══ 本文
今ではどうなのかわかりませんが、昔は左足ブレーキって流行っていたように思います。私も一時期だけ左足ブレーキを使っていましたが、今ではアクセル・ブレーキ共に右足しか使っていません。ですが、最近は左足ブレーキも状況によっては使った方がいい気もするんです。今回は、左足ブレーキの話題や運転時の足の位置について、私が考えたことをお話ししたいと思います。
高齢者に限らず、ペダルの踏み間違いによる事故が多い。
実は私はこれに関して苦々しい思いを感じています。というのも、こうした事故は昔から、具体的にはAT車が普及した時からあったはずです。ですが、私の記憶が正しければ、かつては「ATの不具合」「AT車の暴走」といった形で、クルマのせいにされていました。
こうした事故が大きく報道されるたびに、子供心ながらに「どうせペダルの踏み間違いなのに車のせいにするなんて!」と憤っていました(笑)。可愛くない子供ですね。それが最近になってようやく運転者の操作ミスとして認知されるようになったと思っています。
════
#### 指示:
左足ブレーキについての本文から、「実は私はこれに関して苦々しい」を含む語句で始まり「ようになったと思っています。」で終わる部分を、一字も変えずに書き写してください。 項目は本文と関係がありません。
══ 記録データ
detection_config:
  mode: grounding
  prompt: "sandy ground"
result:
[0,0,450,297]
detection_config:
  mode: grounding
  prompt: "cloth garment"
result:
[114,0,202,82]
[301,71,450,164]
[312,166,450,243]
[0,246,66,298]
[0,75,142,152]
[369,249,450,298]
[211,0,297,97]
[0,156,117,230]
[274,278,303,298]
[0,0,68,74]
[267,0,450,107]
════
#### 解答:
実は私はこれに関して苦々しい思いを感じています。というのも、こうした事故は昔から、具体的にはAT車が普及した時からあったはずです。ですが、私の記憶が正しければ、かつては「ATの不具合」「AT車の暴走」といった形で、クルマのせいにされていました。
こうした事故が大きく報道されるたびに、子供心ながらに「どうせペダルの踏み間違いなのに車のせいにするなんて!」と憤っていました(笑)。可愛くない子供ですね。それが最近になってようやく運転者の操作ミスとして認知されるようになったと思っています。